ENUNCIADO: Imprima todas as linhas abaixo, sem alterar nenhum caractere.
------------------------------------
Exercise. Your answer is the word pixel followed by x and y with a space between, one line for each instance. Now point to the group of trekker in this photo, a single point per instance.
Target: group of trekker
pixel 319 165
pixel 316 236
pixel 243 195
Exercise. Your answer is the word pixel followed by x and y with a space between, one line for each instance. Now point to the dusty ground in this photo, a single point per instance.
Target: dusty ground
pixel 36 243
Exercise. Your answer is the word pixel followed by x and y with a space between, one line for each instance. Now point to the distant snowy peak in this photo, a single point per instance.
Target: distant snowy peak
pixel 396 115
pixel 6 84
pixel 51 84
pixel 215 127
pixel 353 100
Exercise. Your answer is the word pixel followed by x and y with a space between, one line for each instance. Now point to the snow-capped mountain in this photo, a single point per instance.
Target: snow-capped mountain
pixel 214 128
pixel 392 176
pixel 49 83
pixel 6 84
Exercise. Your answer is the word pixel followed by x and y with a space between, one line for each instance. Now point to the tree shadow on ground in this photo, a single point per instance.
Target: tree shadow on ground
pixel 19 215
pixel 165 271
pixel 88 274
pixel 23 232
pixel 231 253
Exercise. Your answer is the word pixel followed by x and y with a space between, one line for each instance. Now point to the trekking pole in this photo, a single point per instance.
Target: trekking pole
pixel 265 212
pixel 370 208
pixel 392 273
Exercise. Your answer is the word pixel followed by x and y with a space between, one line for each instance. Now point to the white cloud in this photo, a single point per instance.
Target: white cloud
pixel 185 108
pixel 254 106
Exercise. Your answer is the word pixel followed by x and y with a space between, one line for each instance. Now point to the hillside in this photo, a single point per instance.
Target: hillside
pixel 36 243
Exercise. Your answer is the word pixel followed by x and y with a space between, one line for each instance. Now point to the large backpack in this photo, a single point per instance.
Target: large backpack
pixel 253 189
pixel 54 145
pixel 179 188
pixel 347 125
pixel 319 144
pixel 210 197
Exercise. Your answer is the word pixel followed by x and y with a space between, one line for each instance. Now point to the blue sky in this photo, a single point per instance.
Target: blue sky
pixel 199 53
------------------------------------
RESULTADO DO EXERCÍCIO:
Exercise. Your answer is the word pixel followed by x and y with a space between, one line for each instance. Now point to the group of trekker in this photo, a single point per instance.
Target: group of trekker
pixel 319 165
pixel 316 236
pixel 243 195
Exercise. Your answer is the word pixel followed by x and y with a space between, one line for each instance. Now point to the dusty ground in this photo, a single point per instance.
Target: dusty ground
pixel 36 243
Exercise. Your answer is the word pixel followed by x and y with a space between, one line for each instance. Now point to the distant snowy peak in this photo, a single point per instance.
Target: distant snowy peak
pixel 396 115
pixel 6 84
pixel 51 84
pixel 215 127
pixel 353 100
Exercise. Your answer is the word pixel followed by x and y with a space between, one line for each instance. Now point to the snow-capped mountain in this photo, a single point per instance.
Target: snow-capped mountain
pixel 214 128
pixel 392 176
pixel 49 83
pixel 6 84
Exercise. Your answer is the word pixel followed by x and y with a space between, one line for each instance. Now point to the tree shadow on ground in this photo, a single point per instance.
Target: tree shadow on ground
pixel 19 215
pixel 165 271
pixel 88 274
pixel 23 232
pixel 231 253
Exercise. Your answer is the word pixel followed by x and y with a space between, one line for each instance. Now point to the trekking pole in this photo, a single point per instance.
Target: trekking pole
pixel 265 212
pixel 370 208
pixel 392 273
Exercise. Your answer is the word pixel followed by x and y with a space between, one line for each instance. Now point to the white cloud in this photo, a single point per instance.
Target: white cloud
pixel 185 108
pixel 254 106
Exercise. Your answer is the word pixel followed by x and y with a space between, one line for each instance. Now point to the hillside in this photo, a single point per instance.
Target: hillside
pixel 36 243
Exercise. Your answer is the word pixel followed by x and y with a space between, one line for each instance. Now point to the large backpack in this photo, a single point per instance.
Target: large backpack
pixel 253 189
pixel 54 145
pixel 179 188
pixel 347 125
pixel 319 144
pixel 210 197
Exercise. Your answer is the word pixel followed by x and y with a space between, one line for each instance. Now point to the blue sky in this photo, a single point per instance.
Target: blue sky
pixel 199 53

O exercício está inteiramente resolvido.